▸ **Text extract**:
»»

The Money Millhouse is a production of Heroes at Home, a non-profit organization that gives financial education to military families around the world. To find out more about Heroes at Home, or to make an end of the year donation, visit heroesathome.org

Avoiding Last Minute Christmas Panic!

 

So….here’s  some of this year’s Kay Christmas photos, that were a part of our annual photo greeting card. This was mailed the day after Thanksgiving. On Black Friday and Cyber Monday of every year, I get all my shopping done so that we can have a simple holiday–no last minute panic, no stress–just a simple life. But a few Christmases ago, I got talked into having “some work” done in our kitchen that was “a three day job.” I remember stressing to my husband that, with all the college kids coming home for the holidays, I didn’t want my house in a mess. But in accordance with Murphy’s law, most of my kids came home to 6 inches of snow on the ground that completely shut down our desert California town. Plus, I had A MESS OF KITCHEN! Workers couldn’t drive in t
he snow.  With no kitchen, there was no holiday baking, no traditional truffles, nothing but a sense of panic that there was too much to do and not enough time.

Whether you’re still shopping for last minute gifts, prepping your cards, cooking for the big meal or cleaning the house, you can avoid the associated expense and stress that comes with last minute panic by becoming proactive and purposeful in the midst of your panic. Here are some tips to attack the anxiety before it attacks you.

««

▸ **Required work**:
#1 Answer these questions about the holiday excerpt:
(a) What does Heroes at Home provide, and to whom?
(b) When was the annual photo greeting card mailed?
(c) How much snow was on the ground when most of the kids came home?
#2 Reproduce the passage of the holiday excerpt from "The Money Millhouse" up to and including "Minute Christmas Panic!".

▸ **Extracted entries**:
»»

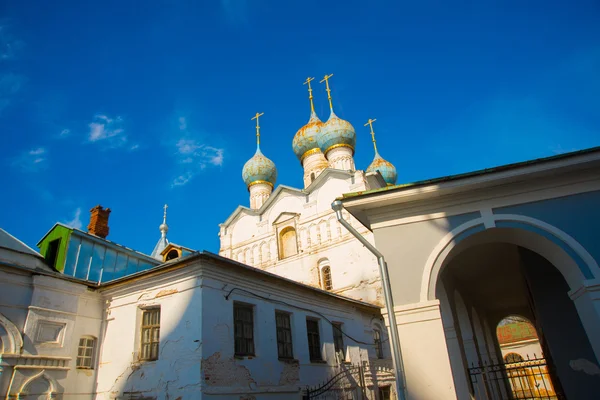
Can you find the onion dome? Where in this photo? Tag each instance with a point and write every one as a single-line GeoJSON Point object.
{"type": "Point", "coordinates": [385, 168]}
{"type": "Point", "coordinates": [336, 132]}
{"type": "Point", "coordinates": [259, 169]}
{"type": "Point", "coordinates": [305, 139]}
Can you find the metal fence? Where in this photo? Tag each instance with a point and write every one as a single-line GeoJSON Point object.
{"type": "Point", "coordinates": [524, 379]}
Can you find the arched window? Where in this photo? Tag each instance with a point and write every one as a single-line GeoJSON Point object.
{"type": "Point", "coordinates": [85, 352]}
{"type": "Point", "coordinates": [287, 243]}
{"type": "Point", "coordinates": [171, 255]}
{"type": "Point", "coordinates": [326, 278]}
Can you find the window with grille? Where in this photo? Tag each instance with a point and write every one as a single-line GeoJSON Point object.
{"type": "Point", "coordinates": [85, 352]}
{"type": "Point", "coordinates": [338, 339]}
{"type": "Point", "coordinates": [284, 335]}
{"type": "Point", "coordinates": [314, 340]}
{"type": "Point", "coordinates": [150, 334]}
{"type": "Point", "coordinates": [378, 344]}
{"type": "Point", "coordinates": [326, 278]}
{"type": "Point", "coordinates": [385, 393]}
{"type": "Point", "coordinates": [244, 329]}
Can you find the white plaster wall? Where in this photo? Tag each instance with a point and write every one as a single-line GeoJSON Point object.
{"type": "Point", "coordinates": [354, 269]}
{"type": "Point", "coordinates": [196, 356]}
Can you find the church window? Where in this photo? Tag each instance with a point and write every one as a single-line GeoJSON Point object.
{"type": "Point", "coordinates": [378, 343]}
{"type": "Point", "coordinates": [150, 334]}
{"type": "Point", "coordinates": [284, 335]}
{"type": "Point", "coordinates": [172, 255]}
{"type": "Point", "coordinates": [326, 278]}
{"type": "Point", "coordinates": [314, 340]}
{"type": "Point", "coordinates": [243, 326]}
{"type": "Point", "coordinates": [52, 252]}
{"type": "Point", "coordinates": [338, 339]}
{"type": "Point", "coordinates": [287, 243]}
{"type": "Point", "coordinates": [85, 352]}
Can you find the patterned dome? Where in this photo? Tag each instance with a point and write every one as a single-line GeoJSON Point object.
{"type": "Point", "coordinates": [306, 137]}
{"type": "Point", "coordinates": [259, 169]}
{"type": "Point", "coordinates": [336, 132]}
{"type": "Point", "coordinates": [385, 168]}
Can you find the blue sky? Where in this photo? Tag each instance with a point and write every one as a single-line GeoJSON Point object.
{"type": "Point", "coordinates": [135, 104]}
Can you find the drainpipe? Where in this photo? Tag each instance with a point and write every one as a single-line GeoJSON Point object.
{"type": "Point", "coordinates": [387, 292]}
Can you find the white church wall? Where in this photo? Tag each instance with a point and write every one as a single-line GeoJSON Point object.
{"type": "Point", "coordinates": [196, 349]}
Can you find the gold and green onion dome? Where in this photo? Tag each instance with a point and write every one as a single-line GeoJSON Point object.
{"type": "Point", "coordinates": [305, 139]}
{"type": "Point", "coordinates": [259, 169]}
{"type": "Point", "coordinates": [385, 168]}
{"type": "Point", "coordinates": [336, 132]}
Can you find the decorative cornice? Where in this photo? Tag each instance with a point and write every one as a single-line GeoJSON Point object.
{"type": "Point", "coordinates": [335, 146]}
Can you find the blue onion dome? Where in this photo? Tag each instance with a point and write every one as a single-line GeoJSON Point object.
{"type": "Point", "coordinates": [305, 139]}
{"type": "Point", "coordinates": [336, 132]}
{"type": "Point", "coordinates": [385, 168]}
{"type": "Point", "coordinates": [259, 169]}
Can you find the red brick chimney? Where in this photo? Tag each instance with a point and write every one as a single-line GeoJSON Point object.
{"type": "Point", "coordinates": [99, 221]}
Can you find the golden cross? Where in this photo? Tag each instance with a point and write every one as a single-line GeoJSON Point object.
{"type": "Point", "coordinates": [257, 127]}
{"type": "Point", "coordinates": [370, 123]}
{"type": "Point", "coordinates": [326, 80]}
{"type": "Point", "coordinates": [307, 82]}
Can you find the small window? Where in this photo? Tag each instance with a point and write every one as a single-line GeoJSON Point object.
{"type": "Point", "coordinates": [150, 334]}
{"type": "Point", "coordinates": [52, 252]}
{"type": "Point", "coordinates": [287, 243]}
{"type": "Point", "coordinates": [171, 255]}
{"type": "Point", "coordinates": [338, 339]}
{"type": "Point", "coordinates": [378, 344]}
{"type": "Point", "coordinates": [385, 393]}
{"type": "Point", "coordinates": [243, 315]}
{"type": "Point", "coordinates": [326, 278]}
{"type": "Point", "coordinates": [85, 352]}
{"type": "Point", "coordinates": [284, 335]}
{"type": "Point", "coordinates": [314, 340]}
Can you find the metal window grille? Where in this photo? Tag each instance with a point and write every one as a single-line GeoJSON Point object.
{"type": "Point", "coordinates": [244, 330]}
{"type": "Point", "coordinates": [150, 334]}
{"type": "Point", "coordinates": [284, 335]}
{"type": "Point", "coordinates": [378, 344]}
{"type": "Point", "coordinates": [314, 340]}
{"type": "Point", "coordinates": [85, 352]}
{"type": "Point", "coordinates": [327, 283]}
{"type": "Point", "coordinates": [338, 339]}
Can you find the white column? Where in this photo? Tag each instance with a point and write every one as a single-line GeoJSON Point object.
{"type": "Point", "coordinates": [259, 193]}
{"type": "Point", "coordinates": [314, 162]}
{"type": "Point", "coordinates": [425, 357]}
{"type": "Point", "coordinates": [459, 370]}
{"type": "Point", "coordinates": [587, 302]}
{"type": "Point", "coordinates": [341, 158]}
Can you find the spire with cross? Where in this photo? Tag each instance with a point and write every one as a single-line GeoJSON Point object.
{"type": "Point", "coordinates": [310, 97]}
{"type": "Point", "coordinates": [370, 123]}
{"type": "Point", "coordinates": [257, 127]}
{"type": "Point", "coordinates": [326, 80]}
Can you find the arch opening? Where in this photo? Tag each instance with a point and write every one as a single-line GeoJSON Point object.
{"type": "Point", "coordinates": [493, 280]}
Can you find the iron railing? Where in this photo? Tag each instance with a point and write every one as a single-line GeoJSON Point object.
{"type": "Point", "coordinates": [520, 380]}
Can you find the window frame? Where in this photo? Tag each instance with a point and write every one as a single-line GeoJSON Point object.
{"type": "Point", "coordinates": [80, 359]}
{"type": "Point", "coordinates": [152, 328]}
{"type": "Point", "coordinates": [249, 342]}
{"type": "Point", "coordinates": [378, 343]}
{"type": "Point", "coordinates": [280, 336]}
{"type": "Point", "coordinates": [326, 277]}
{"type": "Point", "coordinates": [338, 339]}
{"type": "Point", "coordinates": [314, 350]}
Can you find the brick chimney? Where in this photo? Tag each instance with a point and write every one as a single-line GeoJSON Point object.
{"type": "Point", "coordinates": [99, 221]}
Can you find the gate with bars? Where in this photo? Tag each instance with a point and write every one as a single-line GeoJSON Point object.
{"type": "Point", "coordinates": [519, 380]}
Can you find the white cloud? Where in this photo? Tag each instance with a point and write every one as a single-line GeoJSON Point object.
{"type": "Point", "coordinates": [76, 221]}
{"type": "Point", "coordinates": [32, 160]}
{"type": "Point", "coordinates": [107, 130]}
{"type": "Point", "coordinates": [182, 124]}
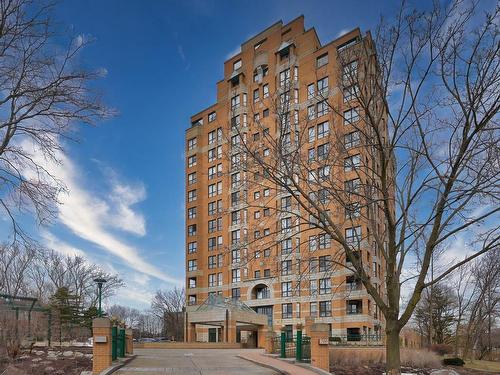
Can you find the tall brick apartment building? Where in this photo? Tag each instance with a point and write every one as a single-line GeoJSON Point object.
{"type": "Point", "coordinates": [236, 245]}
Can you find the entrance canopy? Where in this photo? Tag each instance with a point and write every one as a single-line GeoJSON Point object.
{"type": "Point", "coordinates": [217, 309]}
{"type": "Point", "coordinates": [231, 315]}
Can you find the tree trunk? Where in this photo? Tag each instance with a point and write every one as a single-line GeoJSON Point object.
{"type": "Point", "coordinates": [393, 360]}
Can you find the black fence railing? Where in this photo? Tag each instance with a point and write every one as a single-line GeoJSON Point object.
{"type": "Point", "coordinates": [357, 339]}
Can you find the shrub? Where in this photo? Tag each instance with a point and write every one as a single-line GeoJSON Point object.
{"type": "Point", "coordinates": [453, 361]}
{"type": "Point", "coordinates": [441, 349]}
{"type": "Point", "coordinates": [366, 356]}
{"type": "Point", "coordinates": [419, 358]}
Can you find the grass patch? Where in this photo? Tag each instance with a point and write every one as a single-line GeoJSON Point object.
{"type": "Point", "coordinates": [489, 366]}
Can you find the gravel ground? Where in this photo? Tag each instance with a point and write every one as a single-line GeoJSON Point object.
{"type": "Point", "coordinates": [54, 361]}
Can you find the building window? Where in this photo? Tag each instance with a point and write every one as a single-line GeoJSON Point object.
{"type": "Point", "coordinates": [212, 243]}
{"type": "Point", "coordinates": [322, 108]}
{"type": "Point", "coordinates": [353, 210]}
{"type": "Point", "coordinates": [192, 178]}
{"type": "Point", "coordinates": [324, 241]}
{"type": "Point", "coordinates": [323, 129]}
{"type": "Point", "coordinates": [235, 102]}
{"type": "Point", "coordinates": [211, 226]}
{"type": "Point", "coordinates": [235, 256]}
{"type": "Point", "coordinates": [323, 87]}
{"type": "Point", "coordinates": [286, 225]}
{"type": "Point", "coordinates": [212, 262]}
{"type": "Point", "coordinates": [351, 116]}
{"type": "Point", "coordinates": [352, 186]}
{"type": "Point", "coordinates": [313, 309]}
{"type": "Point", "coordinates": [235, 293]}
{"type": "Point", "coordinates": [353, 236]}
{"type": "Point", "coordinates": [324, 263]}
{"type": "Point", "coordinates": [235, 121]}
{"type": "Point", "coordinates": [352, 163]}
{"type": "Point", "coordinates": [286, 267]}
{"type": "Point", "coordinates": [310, 112]}
{"type": "Point", "coordinates": [322, 60]}
{"type": "Point", "coordinates": [235, 217]}
{"type": "Point", "coordinates": [350, 72]}
{"type": "Point", "coordinates": [235, 237]}
{"type": "Point", "coordinates": [325, 308]}
{"type": "Point", "coordinates": [323, 150]}
{"type": "Point", "coordinates": [313, 243]}
{"type": "Point", "coordinates": [192, 265]}
{"type": "Point", "coordinates": [313, 287]}
{"type": "Point", "coordinates": [256, 95]}
{"type": "Point", "coordinates": [237, 64]}
{"type": "Point", "coordinates": [192, 282]}
{"type": "Point", "coordinates": [285, 77]}
{"type": "Point", "coordinates": [351, 93]}
{"type": "Point", "coordinates": [265, 91]}
{"type": "Point", "coordinates": [286, 289]}
{"type": "Point", "coordinates": [286, 246]}
{"type": "Point", "coordinates": [286, 311]}
{"type": "Point", "coordinates": [310, 91]}
{"type": "Point", "coordinates": [191, 143]}
{"type": "Point", "coordinates": [236, 275]}
{"type": "Point", "coordinates": [211, 280]}
{"type": "Point", "coordinates": [351, 140]}
{"type": "Point", "coordinates": [212, 137]}
{"type": "Point", "coordinates": [325, 286]}
{"type": "Point", "coordinates": [211, 155]}
{"type": "Point", "coordinates": [192, 246]}
{"type": "Point", "coordinates": [191, 212]}
{"type": "Point", "coordinates": [354, 307]}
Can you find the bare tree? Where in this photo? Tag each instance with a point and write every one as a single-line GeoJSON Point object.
{"type": "Point", "coordinates": [412, 162]}
{"type": "Point", "coordinates": [44, 91]}
{"type": "Point", "coordinates": [168, 305]}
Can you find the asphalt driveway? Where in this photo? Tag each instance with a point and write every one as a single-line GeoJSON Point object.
{"type": "Point", "coordinates": [191, 362]}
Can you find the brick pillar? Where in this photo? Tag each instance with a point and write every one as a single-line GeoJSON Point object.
{"type": "Point", "coordinates": [230, 328]}
{"type": "Point", "coordinates": [129, 337]}
{"type": "Point", "coordinates": [308, 322]}
{"type": "Point", "coordinates": [101, 328]}
{"type": "Point", "coordinates": [319, 346]}
{"type": "Point", "coordinates": [262, 338]}
{"type": "Point", "coordinates": [191, 332]}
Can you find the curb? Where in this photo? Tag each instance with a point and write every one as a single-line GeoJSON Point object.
{"type": "Point", "coordinates": [281, 372]}
{"type": "Point", "coordinates": [118, 366]}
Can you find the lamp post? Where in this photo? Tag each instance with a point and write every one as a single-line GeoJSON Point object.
{"type": "Point", "coordinates": [99, 282]}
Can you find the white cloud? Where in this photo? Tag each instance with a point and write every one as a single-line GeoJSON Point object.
{"type": "Point", "coordinates": [234, 52]}
{"type": "Point", "coordinates": [91, 217]}
{"type": "Point", "coordinates": [62, 247]}
{"type": "Point", "coordinates": [342, 32]}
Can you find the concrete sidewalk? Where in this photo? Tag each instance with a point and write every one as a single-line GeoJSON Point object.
{"type": "Point", "coordinates": [283, 367]}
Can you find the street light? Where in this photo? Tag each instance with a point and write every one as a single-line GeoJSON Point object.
{"type": "Point", "coordinates": [99, 282]}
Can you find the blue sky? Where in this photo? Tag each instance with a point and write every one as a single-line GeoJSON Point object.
{"type": "Point", "coordinates": [126, 176]}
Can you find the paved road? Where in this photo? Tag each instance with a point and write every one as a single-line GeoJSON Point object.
{"type": "Point", "coordinates": [191, 362]}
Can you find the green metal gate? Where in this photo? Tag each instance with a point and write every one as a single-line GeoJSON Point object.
{"type": "Point", "coordinates": [297, 346]}
{"type": "Point", "coordinates": [121, 343]}
{"type": "Point", "coordinates": [114, 342]}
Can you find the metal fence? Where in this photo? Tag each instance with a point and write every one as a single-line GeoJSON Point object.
{"type": "Point", "coordinates": [357, 340]}
{"type": "Point", "coordinates": [297, 346]}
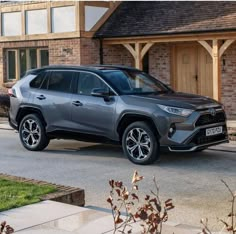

««

▸ **Solution list**:
#1
(a) Heroes at Home provides financial education to military families around the world.
(b) It was mailed the day after Thanksgiving.
(c) There were 6 inches of snow on the ground.

#2
The Money Millhouse is a production of Heroes at Home, a non-profit organization that gives financial education to military families around the world. To find out more about Heroes at Home, or to make an end of the year donation, visit heroesathome.org

Avoiding Last Minute Christmas Panic!